### Records for the exercise

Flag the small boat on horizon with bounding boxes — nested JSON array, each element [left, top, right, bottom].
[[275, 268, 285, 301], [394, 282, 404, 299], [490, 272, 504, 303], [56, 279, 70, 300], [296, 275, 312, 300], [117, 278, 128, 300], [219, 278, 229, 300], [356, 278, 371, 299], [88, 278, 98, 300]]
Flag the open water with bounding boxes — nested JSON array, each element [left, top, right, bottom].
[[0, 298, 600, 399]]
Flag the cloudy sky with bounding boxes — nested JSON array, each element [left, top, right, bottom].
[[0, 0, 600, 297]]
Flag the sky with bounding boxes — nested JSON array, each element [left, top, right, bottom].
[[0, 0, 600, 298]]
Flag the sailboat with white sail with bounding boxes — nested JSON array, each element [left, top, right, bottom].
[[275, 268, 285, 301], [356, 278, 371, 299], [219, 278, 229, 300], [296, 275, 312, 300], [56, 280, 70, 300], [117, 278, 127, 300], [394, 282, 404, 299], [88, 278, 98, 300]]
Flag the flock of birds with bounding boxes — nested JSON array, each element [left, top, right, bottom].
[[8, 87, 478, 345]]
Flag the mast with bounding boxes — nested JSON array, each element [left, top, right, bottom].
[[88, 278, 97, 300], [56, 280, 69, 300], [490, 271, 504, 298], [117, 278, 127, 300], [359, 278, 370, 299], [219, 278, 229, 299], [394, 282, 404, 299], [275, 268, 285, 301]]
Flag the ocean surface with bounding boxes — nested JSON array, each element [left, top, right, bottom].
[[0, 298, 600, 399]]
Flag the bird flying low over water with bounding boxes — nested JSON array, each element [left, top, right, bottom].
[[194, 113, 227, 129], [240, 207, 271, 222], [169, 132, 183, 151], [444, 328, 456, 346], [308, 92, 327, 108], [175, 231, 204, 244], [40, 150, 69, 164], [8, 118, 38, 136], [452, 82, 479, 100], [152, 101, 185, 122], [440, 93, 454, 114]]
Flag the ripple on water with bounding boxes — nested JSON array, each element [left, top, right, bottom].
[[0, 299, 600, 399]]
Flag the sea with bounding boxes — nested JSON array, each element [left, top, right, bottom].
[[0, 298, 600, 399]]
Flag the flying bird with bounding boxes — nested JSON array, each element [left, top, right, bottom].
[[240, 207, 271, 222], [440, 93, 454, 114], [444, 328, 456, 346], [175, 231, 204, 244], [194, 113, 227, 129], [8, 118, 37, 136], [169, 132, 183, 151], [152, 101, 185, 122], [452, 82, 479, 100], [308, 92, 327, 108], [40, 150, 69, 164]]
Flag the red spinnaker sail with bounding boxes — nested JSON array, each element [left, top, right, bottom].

* * *

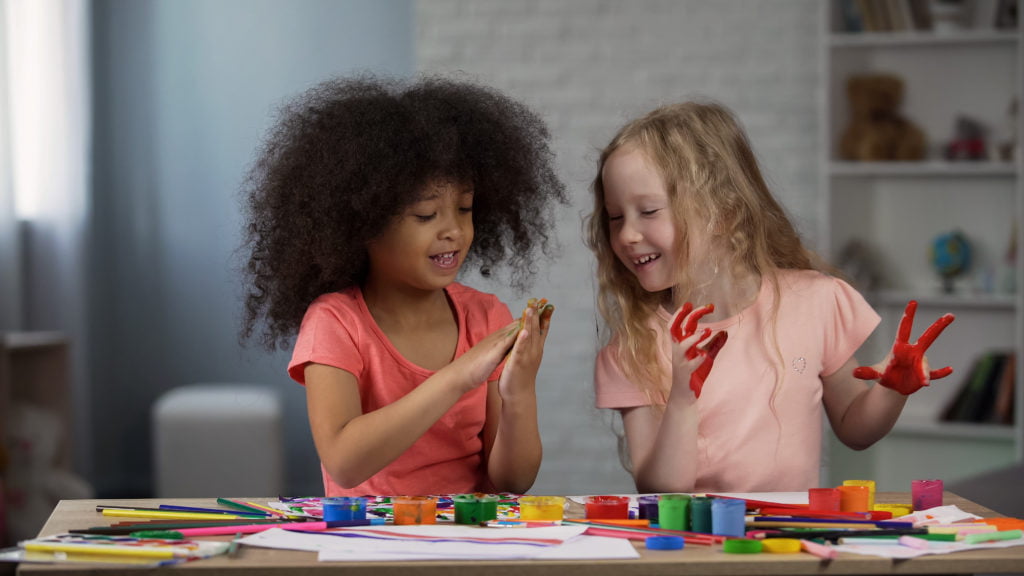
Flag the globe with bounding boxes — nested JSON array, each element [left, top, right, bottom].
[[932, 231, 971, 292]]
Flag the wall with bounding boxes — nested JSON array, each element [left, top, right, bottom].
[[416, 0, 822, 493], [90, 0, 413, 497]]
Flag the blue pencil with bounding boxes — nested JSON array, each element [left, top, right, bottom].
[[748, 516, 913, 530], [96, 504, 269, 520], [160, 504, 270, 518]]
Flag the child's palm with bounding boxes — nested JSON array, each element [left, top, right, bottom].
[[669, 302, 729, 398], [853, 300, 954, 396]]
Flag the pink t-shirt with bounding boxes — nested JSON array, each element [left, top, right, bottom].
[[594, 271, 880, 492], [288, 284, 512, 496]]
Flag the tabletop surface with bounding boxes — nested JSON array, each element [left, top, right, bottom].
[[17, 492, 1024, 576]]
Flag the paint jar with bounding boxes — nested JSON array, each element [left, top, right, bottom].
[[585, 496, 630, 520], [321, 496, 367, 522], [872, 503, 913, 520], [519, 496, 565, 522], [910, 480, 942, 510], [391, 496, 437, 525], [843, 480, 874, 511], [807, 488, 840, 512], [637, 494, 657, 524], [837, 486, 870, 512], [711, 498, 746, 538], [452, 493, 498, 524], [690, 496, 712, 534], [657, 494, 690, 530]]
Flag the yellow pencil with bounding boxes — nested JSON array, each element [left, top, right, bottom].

### What you should do
Quote the material exactly, everything from the line containing "Flag the child's" down to the line containing "494, 690, 530]]", both of those lines included.

### The completed task
Flag the child's palm with bounding boxes — nested JSON array, each element [left, top, right, bottom].
[[669, 302, 729, 398], [853, 300, 954, 396]]
Flag the pink t-shirt with bounding boxes — nested JSON array, each element [left, top, right, bottom].
[[594, 271, 880, 492], [288, 284, 512, 496]]
Flag the tabletop surface with bounding boxes — nested JSON array, each element [left, top, right, bottom].
[[17, 492, 1024, 576]]
Flag the paint jar with bounding boxes — nested JSON array, each element [left, top, right, bottom].
[[585, 496, 630, 520], [321, 496, 367, 522], [872, 503, 913, 520], [519, 496, 565, 522], [910, 480, 942, 510], [391, 496, 437, 525], [843, 480, 874, 511], [807, 488, 840, 512], [637, 494, 657, 524], [837, 486, 870, 512], [711, 498, 746, 538], [452, 493, 498, 524], [690, 496, 712, 534], [657, 494, 690, 530]]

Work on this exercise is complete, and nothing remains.